PASSAGE PROVIDED:
%%

GM ignition switch woes spur Casey, Blumenthal to propose anti-harm bill
Sen. Bob Casey joined with a Democratic colleague on Wednesday to sponsor federal legislation that would make it a crime for corporate executives to hide problems with products that may cause death or serious industry to consumers.
The Scranton Democrat and Richard Blumenthal, D-Conn., said they were responding to the General Motors ignition switch defect that was blamed for 13 deaths. The lawmakers said GM executives became aware of the defect in 2004 but failed to issue recalls until 2014.
The Hide No Harm Act of 2014 would impose punishments of up to five years in prison and fines. The bill would give protections to corporate whistle-blowers who notify regulators and individuals who may be in danger, the senators said.
GM spokeswoman Heather Rosenker said the company needs to fully review the bill before it can comment.
“If a corporate officer knows of a defect in a product that could cause harm to consumers or workers and fails to act, then that officer should be held fully accountable by law,” Casey said at a news conference in Washington. The legislation has support from consumer advocates.
“Concealment by corporations can kill, and they should be held accountable,” said Blumenthal, a former five-term Connecticut attorney general. “What happened at GM should never happen again, and this measure would help ensure that it doesn't.”
The bill would establish a safe harbor for corporate whistle-blowers who choose to do the right thing, Blumenthal said.

%%

SOURCE INFORMATION:
%%

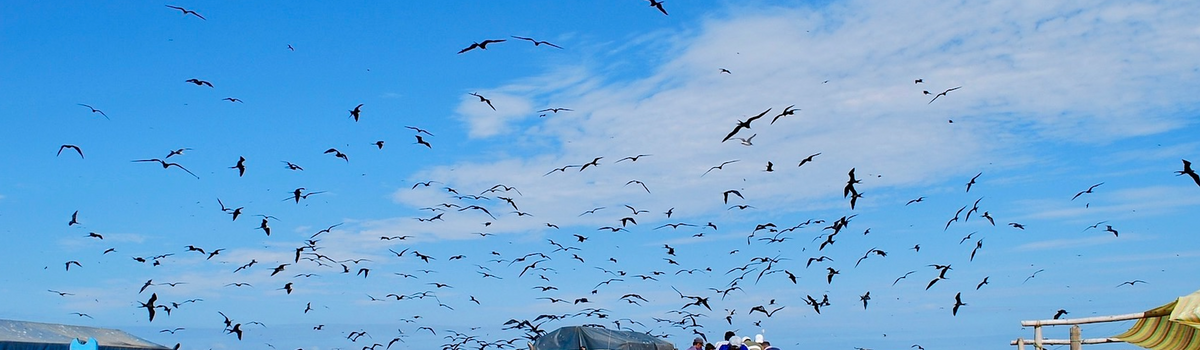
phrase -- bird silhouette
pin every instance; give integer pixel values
(72, 148)
(1187, 170)
(481, 46)
(165, 166)
(185, 11)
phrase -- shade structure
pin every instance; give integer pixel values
(598, 338)
(1173, 326)
(37, 336)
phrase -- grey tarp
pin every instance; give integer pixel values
(35, 336)
(597, 338)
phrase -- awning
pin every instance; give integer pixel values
(1173, 326)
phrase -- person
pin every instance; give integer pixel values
(733, 343)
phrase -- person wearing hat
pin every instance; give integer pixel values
(733, 343)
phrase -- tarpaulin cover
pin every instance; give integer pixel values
(597, 338)
(35, 336)
(1173, 326)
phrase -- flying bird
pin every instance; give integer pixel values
(744, 125)
(481, 46)
(95, 110)
(1086, 191)
(199, 83)
(187, 11)
(165, 166)
(658, 4)
(1187, 170)
(481, 98)
(943, 94)
(537, 42)
(240, 167)
(72, 148)
(355, 112)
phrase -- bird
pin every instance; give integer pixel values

%%

PROBLEM DETAILS: List every person named in the article about the GM ignition switch bill. The records play no part in this work.

RESULT OF THIS TASK: Bob Casey, Richard Blumenthal, Heather Rosenker